Top of Record set
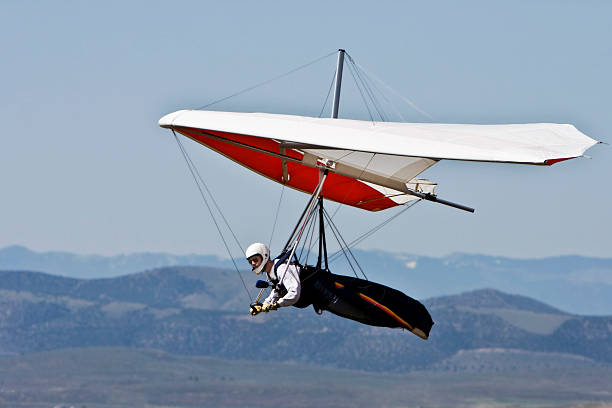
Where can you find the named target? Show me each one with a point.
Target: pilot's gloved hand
(255, 309)
(269, 306)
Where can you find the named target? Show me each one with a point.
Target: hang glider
(372, 165)
(364, 164)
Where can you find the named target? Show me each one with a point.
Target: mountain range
(576, 284)
(203, 311)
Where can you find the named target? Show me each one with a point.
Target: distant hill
(572, 283)
(203, 311)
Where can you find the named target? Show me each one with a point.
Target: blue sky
Bottom of Record set
What you are asked to do: Exactly the lines from the line holding "Target: mountain range" through the close of the listing above make up the answer; include nothing else.

Reply to the task:
Target: mountain range
(576, 284)
(203, 311)
Where can you find the named target? Show me each one with a point.
Target: distant hill
(572, 283)
(203, 311)
Where can you find the named target? Show me each one with a point.
Target: blue sky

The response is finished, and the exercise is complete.